:: SOURCE TEXT ::
But within the past twenty years, women's music that was previously
unknown to researchers, or undervalued and taken for granted
by cultural insiders, has increasingly piqued interest. This
rediscovery has yielded some unexpected and illuminating results
for all involved.
The traditional music of
Southwest Louisiana's Cajun culture has also exploded into national
attention within the past twenty years. Although most of the
publicly accessible music is composed and performed by men, some
Cajun women participate both in the private, home-based musical
tradition and in an increasingly audible public side.
The Private Domain of
Cajun Music
Since the time of
the Grand Derangement when the Acadians were expelled from
Nova Scotia, there have been French Louisiana songs and ballads
which were sung, usually unaccompanied, for pleasure within the
home among family and friends. Older relatives taught these songs
directly to the younger generation, or children picked them up
as they were performed as entertainment during family soirées.
These include songs that recall the terrible hardships of the
trip from Acadie, social drinking songs, call-and-response children's
songs, and humorous epics about the various predicaments of romantic
love. These "home songs" are basically a separate repertoire
from Cajun dancehall music, although some dance band pieces naturally
cross over into the private domain.
:::
:: STORED ROWS ::
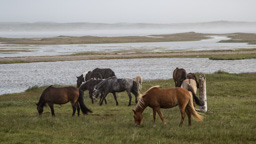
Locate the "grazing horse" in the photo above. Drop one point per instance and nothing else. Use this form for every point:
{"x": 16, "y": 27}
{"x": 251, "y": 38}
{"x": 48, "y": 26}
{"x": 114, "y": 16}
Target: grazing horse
{"x": 81, "y": 79}
{"x": 52, "y": 95}
{"x": 157, "y": 98}
{"x": 113, "y": 85}
{"x": 95, "y": 74}
{"x": 138, "y": 80}
{"x": 179, "y": 74}
{"x": 193, "y": 76}
{"x": 89, "y": 85}
{"x": 190, "y": 85}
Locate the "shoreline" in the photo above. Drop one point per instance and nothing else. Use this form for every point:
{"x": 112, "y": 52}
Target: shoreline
{"x": 194, "y": 54}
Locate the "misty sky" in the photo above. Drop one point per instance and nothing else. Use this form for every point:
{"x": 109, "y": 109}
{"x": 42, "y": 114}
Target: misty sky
{"x": 129, "y": 11}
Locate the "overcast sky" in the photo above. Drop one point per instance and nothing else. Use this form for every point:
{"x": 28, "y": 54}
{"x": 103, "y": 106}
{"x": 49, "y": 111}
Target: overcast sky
{"x": 129, "y": 11}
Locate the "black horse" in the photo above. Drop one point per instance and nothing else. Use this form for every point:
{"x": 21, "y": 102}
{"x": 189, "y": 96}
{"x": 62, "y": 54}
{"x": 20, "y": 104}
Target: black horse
{"x": 89, "y": 85}
{"x": 113, "y": 85}
{"x": 95, "y": 74}
{"x": 52, "y": 95}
:::
PROBLEMS>
(a) According to the text on Cajun music, where were the Acadians expelled from during the Grand Derangement?
(b) Reproduce the text on Cajun music from "The traditional music" down to "audible public side.".
(c) Resume the text on Cajun women's music, picking up after its last sentence.
The records are separate material from the text on Cajun music.

ANSWERS PER TASK>
(a) Nova Scotia.

(b)
The traditional music of
Southwest Louisiana's Cajun culture has also exploded into national
attention within the past twenty years. Although most of the
publicly accessible music is composed and performed by men, some
Cajun women participate both in the private, home-based musical
tradition and in an increasingly audible public side.

(c)
Various aspects of home songs,
such as their rhythmic subtlety, subject matter or length, make
them more appropriate for intimate performances than for performances
with a band at large gatherings. For example, many of these songs
are in modes other than the usual major or minor, or may change
mode mid-song -- something a band does not usually do. Since
these were usually solo performances, singers could take rhythmic
liberties and stretch out or quicken a phrase according to their
feelings. These we re songs to be listened to rather than danced
to, so the poetry was in some cases more elaborate and descriptive
and the songs were often longer than their counterparts in the
dance repertoire.
One genre of traditional
songs provided a link between the dance band and home songs:
the "reels a bouche," similar to Celtic "mouth
music." These were tunes that were sung to accompany round
dances during Lent when instrumental performances were not allowed.
The verses and meters of these pieces are generally simpler than
those of the home music, but they are still a more private mode
of expression than the dance hall numbers.
Both home songs and round
dance songs were orally transmitted. The only people who learned
these pieces were those who had the opportunity to hear them
in person repeatedly, usually from a relative. In this way, the
songs were given a kind of personal ownership within families.
For instance, Tante Emedine might sing the epic love song "Isabeau,"
one or two musically inclined nieces might learn it, and although
other versions may exist, no one outside of the extended family
would know it in quite the same form. The shared knowledge of
these songs acted as a glue which strengthened family and cultural
bonds.
Although women dominated
the home music repertoire, it was not always exclusively their
domain. Older performers in their 70s and 80s have cited many
examples of men enthusiastically joining in the singing of home
songs, although not as often as women. Unfortunately, members
of this older generation of singers were rarely documented during
their lifetimes. Today, however, some men, like Sullivan Aguillard
of Oberlin, continue to sing traditional ballads and help to
keep the tradition alive.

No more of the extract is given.